-- LISTED RECORDS --
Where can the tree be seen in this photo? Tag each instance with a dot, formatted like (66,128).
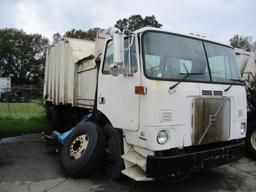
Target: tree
(82,34)
(56,37)
(244,43)
(22,56)
(135,22)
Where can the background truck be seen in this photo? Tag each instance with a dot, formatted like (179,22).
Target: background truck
(247,63)
(148,104)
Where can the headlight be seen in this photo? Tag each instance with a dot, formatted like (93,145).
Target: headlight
(162,137)
(243,129)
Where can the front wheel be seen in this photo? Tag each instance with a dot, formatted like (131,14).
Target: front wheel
(251,139)
(83,150)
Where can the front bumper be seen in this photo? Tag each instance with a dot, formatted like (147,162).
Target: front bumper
(191,159)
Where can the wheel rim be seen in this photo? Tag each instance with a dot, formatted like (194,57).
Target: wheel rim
(78,146)
(253,140)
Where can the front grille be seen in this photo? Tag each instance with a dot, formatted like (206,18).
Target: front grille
(207,92)
(217,93)
(204,110)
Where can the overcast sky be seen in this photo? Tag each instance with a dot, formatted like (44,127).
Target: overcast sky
(216,19)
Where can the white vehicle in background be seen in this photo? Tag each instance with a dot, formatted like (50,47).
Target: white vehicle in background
(247,63)
(148,104)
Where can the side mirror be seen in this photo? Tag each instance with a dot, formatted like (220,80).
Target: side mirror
(114,69)
(118,48)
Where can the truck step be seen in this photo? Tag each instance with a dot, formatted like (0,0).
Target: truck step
(136,159)
(136,173)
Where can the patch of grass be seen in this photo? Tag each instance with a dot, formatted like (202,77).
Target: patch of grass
(20,118)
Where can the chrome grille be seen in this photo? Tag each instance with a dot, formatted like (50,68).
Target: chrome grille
(204,116)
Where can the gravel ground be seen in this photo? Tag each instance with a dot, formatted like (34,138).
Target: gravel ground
(27,165)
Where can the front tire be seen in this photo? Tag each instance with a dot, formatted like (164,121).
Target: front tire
(83,150)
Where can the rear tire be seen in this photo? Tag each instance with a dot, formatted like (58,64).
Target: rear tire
(113,163)
(251,139)
(83,150)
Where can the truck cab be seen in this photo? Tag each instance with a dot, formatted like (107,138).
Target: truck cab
(174,93)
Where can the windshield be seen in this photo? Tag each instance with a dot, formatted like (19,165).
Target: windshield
(173,57)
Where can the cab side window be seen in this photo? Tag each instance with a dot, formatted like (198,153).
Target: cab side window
(108,60)
(130,60)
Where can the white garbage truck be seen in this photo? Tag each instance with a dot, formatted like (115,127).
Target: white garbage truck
(147,104)
(247,63)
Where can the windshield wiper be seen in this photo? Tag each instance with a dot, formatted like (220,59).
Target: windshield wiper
(238,80)
(187,75)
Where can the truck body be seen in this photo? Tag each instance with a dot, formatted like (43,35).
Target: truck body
(177,99)
(247,63)
(5,85)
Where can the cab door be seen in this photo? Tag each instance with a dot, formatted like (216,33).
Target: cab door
(116,94)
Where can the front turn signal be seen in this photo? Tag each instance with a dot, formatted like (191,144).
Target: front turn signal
(140,90)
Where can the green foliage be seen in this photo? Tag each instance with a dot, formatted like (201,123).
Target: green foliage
(245,43)
(82,34)
(22,56)
(135,22)
(20,118)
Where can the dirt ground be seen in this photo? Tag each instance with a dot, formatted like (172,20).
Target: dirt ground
(27,165)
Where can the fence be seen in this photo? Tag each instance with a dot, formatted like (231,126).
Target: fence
(22,111)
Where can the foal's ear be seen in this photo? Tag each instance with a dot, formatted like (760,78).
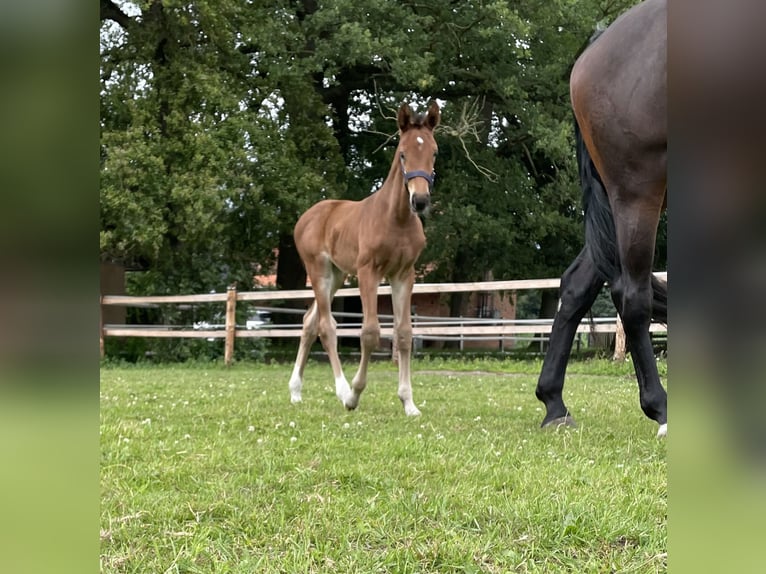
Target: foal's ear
(433,116)
(404,117)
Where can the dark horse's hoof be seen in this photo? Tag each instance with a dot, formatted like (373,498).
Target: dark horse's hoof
(565,421)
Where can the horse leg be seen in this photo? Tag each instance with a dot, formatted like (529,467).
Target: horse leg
(401,296)
(370,337)
(632,294)
(580,285)
(308,336)
(325,279)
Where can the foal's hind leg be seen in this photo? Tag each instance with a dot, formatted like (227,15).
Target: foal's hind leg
(370,336)
(308,336)
(580,285)
(325,287)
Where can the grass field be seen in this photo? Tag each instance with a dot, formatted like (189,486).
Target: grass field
(211,469)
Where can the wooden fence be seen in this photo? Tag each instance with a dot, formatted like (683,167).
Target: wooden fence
(434,328)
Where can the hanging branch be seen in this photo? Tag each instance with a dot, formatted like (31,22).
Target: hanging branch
(468,126)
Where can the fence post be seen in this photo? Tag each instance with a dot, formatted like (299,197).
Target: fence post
(619,341)
(101,325)
(231,323)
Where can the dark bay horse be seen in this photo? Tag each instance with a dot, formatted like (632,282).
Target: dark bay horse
(618,89)
(378,237)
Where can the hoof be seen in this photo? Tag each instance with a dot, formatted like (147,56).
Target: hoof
(565,421)
(413,411)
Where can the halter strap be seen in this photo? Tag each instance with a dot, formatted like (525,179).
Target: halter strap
(408,175)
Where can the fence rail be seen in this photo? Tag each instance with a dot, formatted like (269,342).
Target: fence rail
(431,328)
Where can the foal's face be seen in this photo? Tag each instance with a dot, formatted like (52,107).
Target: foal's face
(417,155)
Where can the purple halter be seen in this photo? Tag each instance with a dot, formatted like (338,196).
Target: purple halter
(408,175)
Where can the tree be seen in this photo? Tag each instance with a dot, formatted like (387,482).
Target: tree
(223,121)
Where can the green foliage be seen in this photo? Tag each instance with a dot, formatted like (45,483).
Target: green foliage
(222,122)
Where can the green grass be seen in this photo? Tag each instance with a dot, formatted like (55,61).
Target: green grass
(211,469)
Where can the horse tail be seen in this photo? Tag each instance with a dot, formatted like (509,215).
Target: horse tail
(600,234)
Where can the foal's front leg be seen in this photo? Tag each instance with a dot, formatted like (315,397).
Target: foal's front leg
(401,295)
(370,336)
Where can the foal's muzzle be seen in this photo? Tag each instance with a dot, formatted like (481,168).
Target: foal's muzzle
(420,199)
(420,202)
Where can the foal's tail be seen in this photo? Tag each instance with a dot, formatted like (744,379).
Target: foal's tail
(600,234)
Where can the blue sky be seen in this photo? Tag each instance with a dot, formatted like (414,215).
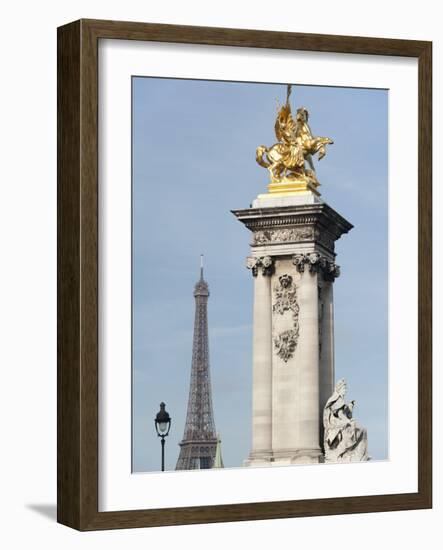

-- TASK INSTRUCTIONS --
Please report how many lines of the material above contain the string "hoof", giving only the number.

-- FULL ANSWER --
4